» **INSTRUCTION 1**
Find every line in the rows below that contains the string "chest", and copy each one. Case counts.

» **GIVEN PASSAGE**

Katydids are usually hard to find because their green color and leafy shape provide camouflage in their natural habitat. This one in Costa Rica can only be seen because his leaf is lit from below.

Katydid (Tettigoniidae) in Costa Rica (photo from Wikimedia Commons)

When scientists in Panama occasionally found a hot pink version of a normally green katydid (Arota festea) they assumed it was a mutant. Out of curiosity they kept a pink one in captivity and were amazed to discover that it slowly changed color. Within two weeks it turned green.

At every stage, from hot pink to vibrant green, its color camouflaged it among the leaves.

In the [insect] animals’ native jungle home of Suriname, Colombia, and Panama, about 36% of plants turn pink before adopting their typical mature green—a process of delayed greening sometimes called “red flushing.”

This photo from the study, Pink Cricket Club: Dramatic color change in a Neotropical leaf-masquerading katydid (Arota festae, Griffini, 1896), shows the match-up.

» **INSTRUCTION 2**
Name all the countries mentioned in the katydid passage above, listing each only once.

(Location identification rows)
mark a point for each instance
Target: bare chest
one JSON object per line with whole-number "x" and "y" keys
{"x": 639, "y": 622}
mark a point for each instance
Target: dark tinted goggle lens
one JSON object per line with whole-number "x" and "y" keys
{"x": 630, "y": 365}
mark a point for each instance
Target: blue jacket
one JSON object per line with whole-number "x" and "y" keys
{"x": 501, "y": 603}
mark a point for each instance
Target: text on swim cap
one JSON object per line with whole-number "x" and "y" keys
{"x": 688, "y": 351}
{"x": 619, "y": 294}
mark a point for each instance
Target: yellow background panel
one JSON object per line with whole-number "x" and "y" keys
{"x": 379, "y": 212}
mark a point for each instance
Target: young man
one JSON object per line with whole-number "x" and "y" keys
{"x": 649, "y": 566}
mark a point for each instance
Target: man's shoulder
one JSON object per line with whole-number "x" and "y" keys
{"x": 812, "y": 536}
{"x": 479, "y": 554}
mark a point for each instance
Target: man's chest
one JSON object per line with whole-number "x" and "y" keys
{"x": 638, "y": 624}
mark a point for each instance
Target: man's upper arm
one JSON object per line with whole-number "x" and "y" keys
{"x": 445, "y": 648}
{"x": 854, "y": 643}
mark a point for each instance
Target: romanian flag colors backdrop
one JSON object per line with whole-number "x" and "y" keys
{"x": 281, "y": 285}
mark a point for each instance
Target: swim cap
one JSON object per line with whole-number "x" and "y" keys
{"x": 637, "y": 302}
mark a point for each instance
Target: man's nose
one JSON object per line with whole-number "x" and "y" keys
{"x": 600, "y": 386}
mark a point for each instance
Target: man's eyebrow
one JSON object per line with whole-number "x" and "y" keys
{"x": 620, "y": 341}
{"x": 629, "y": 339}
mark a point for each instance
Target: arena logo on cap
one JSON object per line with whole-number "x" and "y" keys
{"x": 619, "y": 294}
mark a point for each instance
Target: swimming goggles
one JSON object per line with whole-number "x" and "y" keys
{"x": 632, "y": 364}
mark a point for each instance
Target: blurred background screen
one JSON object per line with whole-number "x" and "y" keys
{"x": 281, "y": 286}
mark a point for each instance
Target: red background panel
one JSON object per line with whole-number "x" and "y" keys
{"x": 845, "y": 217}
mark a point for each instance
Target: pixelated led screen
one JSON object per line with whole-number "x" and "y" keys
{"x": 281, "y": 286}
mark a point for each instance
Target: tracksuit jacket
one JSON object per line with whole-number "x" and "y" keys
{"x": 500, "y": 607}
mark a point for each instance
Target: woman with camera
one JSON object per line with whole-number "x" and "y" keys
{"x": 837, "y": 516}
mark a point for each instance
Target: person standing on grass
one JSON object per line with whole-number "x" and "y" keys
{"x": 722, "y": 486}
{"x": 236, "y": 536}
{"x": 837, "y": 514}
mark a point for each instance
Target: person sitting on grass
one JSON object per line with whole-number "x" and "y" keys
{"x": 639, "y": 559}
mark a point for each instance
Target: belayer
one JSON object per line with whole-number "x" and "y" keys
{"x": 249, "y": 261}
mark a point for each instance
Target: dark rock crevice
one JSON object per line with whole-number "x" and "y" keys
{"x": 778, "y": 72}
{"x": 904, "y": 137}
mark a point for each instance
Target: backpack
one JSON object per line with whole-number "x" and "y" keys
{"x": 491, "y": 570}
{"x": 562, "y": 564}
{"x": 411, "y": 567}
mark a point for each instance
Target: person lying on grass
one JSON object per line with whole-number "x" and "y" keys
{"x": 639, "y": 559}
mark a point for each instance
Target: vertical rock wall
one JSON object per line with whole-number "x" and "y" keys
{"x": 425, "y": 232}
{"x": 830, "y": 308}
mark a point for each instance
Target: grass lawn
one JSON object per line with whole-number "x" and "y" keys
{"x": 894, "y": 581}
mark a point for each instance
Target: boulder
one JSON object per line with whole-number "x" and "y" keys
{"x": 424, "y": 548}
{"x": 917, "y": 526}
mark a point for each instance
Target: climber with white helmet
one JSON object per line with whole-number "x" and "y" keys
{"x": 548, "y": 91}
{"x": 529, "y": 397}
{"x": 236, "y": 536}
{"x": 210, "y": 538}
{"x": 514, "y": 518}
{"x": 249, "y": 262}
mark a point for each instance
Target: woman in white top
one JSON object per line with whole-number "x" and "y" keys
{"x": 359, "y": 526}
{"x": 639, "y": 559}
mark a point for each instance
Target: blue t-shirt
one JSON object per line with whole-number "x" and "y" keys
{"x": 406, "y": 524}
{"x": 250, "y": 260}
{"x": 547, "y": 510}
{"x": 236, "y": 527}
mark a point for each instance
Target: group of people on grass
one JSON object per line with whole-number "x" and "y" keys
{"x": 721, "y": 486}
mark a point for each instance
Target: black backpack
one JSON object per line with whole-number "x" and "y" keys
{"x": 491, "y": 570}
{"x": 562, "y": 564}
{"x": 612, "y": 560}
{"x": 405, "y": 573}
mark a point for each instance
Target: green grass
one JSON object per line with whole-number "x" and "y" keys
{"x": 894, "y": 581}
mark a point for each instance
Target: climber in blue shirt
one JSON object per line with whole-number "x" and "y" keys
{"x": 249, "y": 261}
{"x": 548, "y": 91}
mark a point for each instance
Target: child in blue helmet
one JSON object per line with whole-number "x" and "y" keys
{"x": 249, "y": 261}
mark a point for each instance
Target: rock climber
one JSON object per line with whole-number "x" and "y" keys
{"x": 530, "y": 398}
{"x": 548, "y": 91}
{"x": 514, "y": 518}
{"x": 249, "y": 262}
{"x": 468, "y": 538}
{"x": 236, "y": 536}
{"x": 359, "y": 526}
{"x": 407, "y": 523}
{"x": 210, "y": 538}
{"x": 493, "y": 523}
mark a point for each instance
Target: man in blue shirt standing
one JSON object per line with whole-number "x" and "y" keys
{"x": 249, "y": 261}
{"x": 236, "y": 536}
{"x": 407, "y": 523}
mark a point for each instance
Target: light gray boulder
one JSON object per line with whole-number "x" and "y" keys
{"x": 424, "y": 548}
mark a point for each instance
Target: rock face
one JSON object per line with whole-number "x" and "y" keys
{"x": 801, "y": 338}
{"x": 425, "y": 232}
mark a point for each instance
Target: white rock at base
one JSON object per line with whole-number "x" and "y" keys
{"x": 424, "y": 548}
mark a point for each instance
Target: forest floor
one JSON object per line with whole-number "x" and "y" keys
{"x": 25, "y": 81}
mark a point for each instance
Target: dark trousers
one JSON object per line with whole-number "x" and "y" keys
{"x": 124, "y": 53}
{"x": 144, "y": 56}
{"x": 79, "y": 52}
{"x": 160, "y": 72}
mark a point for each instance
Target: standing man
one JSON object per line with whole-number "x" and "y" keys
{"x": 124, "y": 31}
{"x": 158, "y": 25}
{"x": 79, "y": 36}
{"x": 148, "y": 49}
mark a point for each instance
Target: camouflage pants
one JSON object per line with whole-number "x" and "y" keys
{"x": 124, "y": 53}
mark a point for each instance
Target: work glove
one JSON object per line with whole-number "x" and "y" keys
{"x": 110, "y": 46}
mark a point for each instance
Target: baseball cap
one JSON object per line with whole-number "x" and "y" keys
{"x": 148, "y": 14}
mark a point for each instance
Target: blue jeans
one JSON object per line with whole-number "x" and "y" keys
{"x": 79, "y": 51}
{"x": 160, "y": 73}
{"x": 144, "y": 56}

» **COMPLETE OUTPUT 1**
Target: bare chest
Target: man's chest

» **COMPLETE OUTPUT 2**
Costa Rica, Panama, Suriname, Colombia